Description of the task:
The listing beneath should be written out in full, exactly as shown.

[Data for processing start]

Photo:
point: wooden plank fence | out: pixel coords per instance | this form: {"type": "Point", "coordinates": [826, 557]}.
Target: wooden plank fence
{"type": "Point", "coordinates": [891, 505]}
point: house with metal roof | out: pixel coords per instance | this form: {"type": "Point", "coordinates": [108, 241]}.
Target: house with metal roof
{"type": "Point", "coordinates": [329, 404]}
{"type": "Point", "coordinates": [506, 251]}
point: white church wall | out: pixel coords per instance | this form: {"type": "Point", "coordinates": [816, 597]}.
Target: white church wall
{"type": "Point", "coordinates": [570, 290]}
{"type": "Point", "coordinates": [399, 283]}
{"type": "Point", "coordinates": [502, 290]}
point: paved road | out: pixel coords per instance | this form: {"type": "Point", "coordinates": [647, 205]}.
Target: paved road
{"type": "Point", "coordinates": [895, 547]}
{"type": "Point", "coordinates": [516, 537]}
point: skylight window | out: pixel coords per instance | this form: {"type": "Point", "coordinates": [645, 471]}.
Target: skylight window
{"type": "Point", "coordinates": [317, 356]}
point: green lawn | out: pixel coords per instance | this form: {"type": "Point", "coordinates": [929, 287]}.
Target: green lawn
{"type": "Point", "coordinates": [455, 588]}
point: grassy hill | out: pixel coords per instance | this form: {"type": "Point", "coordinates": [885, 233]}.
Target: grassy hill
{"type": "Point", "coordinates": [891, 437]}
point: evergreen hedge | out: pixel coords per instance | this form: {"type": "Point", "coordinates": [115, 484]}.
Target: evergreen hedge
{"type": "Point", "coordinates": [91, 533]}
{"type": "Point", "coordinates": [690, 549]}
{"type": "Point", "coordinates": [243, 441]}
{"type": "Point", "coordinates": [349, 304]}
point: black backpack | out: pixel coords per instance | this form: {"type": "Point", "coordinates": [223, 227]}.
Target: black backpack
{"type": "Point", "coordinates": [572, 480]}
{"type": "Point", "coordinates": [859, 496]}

[Data for processing end]

Response:
Photo:
point: wooden plank fence | out: pixel coords per instance | this form: {"type": "Point", "coordinates": [826, 557]}.
Target: wooden plank fence
{"type": "Point", "coordinates": [891, 505]}
point: house with metal roof | out: pixel coords per instance | this form: {"type": "Point", "coordinates": [108, 241]}.
Target: house with metal roof
{"type": "Point", "coordinates": [329, 404]}
{"type": "Point", "coordinates": [506, 251]}
point: white church wall | out: pixel coords per instance | this form: {"type": "Point", "coordinates": [816, 597]}.
Target: white church wall
{"type": "Point", "coordinates": [570, 290]}
{"type": "Point", "coordinates": [399, 283]}
{"type": "Point", "coordinates": [502, 290]}
point: paved road | out: pixel coords per instance | this form: {"type": "Point", "coordinates": [647, 205]}.
Target: paved road
{"type": "Point", "coordinates": [895, 547]}
{"type": "Point", "coordinates": [516, 537]}
point: skylight window | out: pixel coords per instance | this form: {"type": "Point", "coordinates": [645, 471]}.
Target: skylight window
{"type": "Point", "coordinates": [317, 356]}
point: green lawn | out: pixel coords per instance | this form: {"type": "Point", "coordinates": [929, 287]}.
Target: green lawn
{"type": "Point", "coordinates": [455, 588]}
point: grassy hill | out: pixel coords per instance | this form: {"type": "Point", "coordinates": [885, 233]}.
Target: grassy hill
{"type": "Point", "coordinates": [891, 437]}
point: evergreen hedge | out: pixel coords per instance | this form: {"type": "Point", "coordinates": [115, 484]}.
Target: evergreen hedge
{"type": "Point", "coordinates": [91, 533]}
{"type": "Point", "coordinates": [690, 549]}
{"type": "Point", "coordinates": [243, 441]}
{"type": "Point", "coordinates": [349, 304]}
point: black backpack | out: pixel coords per instance | this form: {"type": "Point", "coordinates": [223, 227]}.
Target: black backpack
{"type": "Point", "coordinates": [572, 480]}
{"type": "Point", "coordinates": [859, 496]}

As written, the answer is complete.